### DIRECTION
Arrange every line of the items below as a Markdown table with two columns, Row and Line, numbering each row and skipping blank lines. Leave the pictures out of the table.

### AVAILABLE RECORDS
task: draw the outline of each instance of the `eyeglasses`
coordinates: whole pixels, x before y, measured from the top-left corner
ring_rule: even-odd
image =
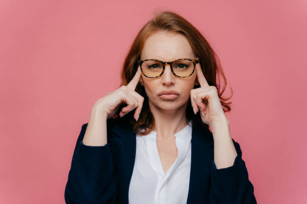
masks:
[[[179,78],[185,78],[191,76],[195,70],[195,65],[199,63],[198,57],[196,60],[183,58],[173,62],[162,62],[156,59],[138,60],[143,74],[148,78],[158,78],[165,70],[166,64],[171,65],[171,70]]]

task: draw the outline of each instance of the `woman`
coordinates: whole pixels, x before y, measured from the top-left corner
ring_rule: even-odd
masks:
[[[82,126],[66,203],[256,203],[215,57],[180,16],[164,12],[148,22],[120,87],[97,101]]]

### SOLVED EXERCISE
| Row | Line |
|---|---|
| 1 | task: draw the outline of each instance of the `eyeglasses` |
| 2 | coordinates: whole pixels, x before y, measured from the top-left corner |
| 3 | ring_rule: even-odd |
| 4 | image = |
| 5 | masks: |
| 6 | [[[179,78],[185,78],[191,76],[195,70],[195,65],[199,63],[198,57],[196,60],[183,58],[173,62],[162,62],[156,59],[138,60],[143,74],[148,78],[158,78],[165,70],[166,64],[171,65],[171,70]]] |
| 7 | task: draw the outline of each instance of the `woman` |
| 8 | coordinates: whole pixels, x before y, measured from the top-left corner |
| 9 | ring_rule: even-odd |
| 10 | masks: |
| 11 | [[[82,126],[66,203],[256,203],[215,57],[180,16],[164,12],[148,22],[120,87],[97,101]]] |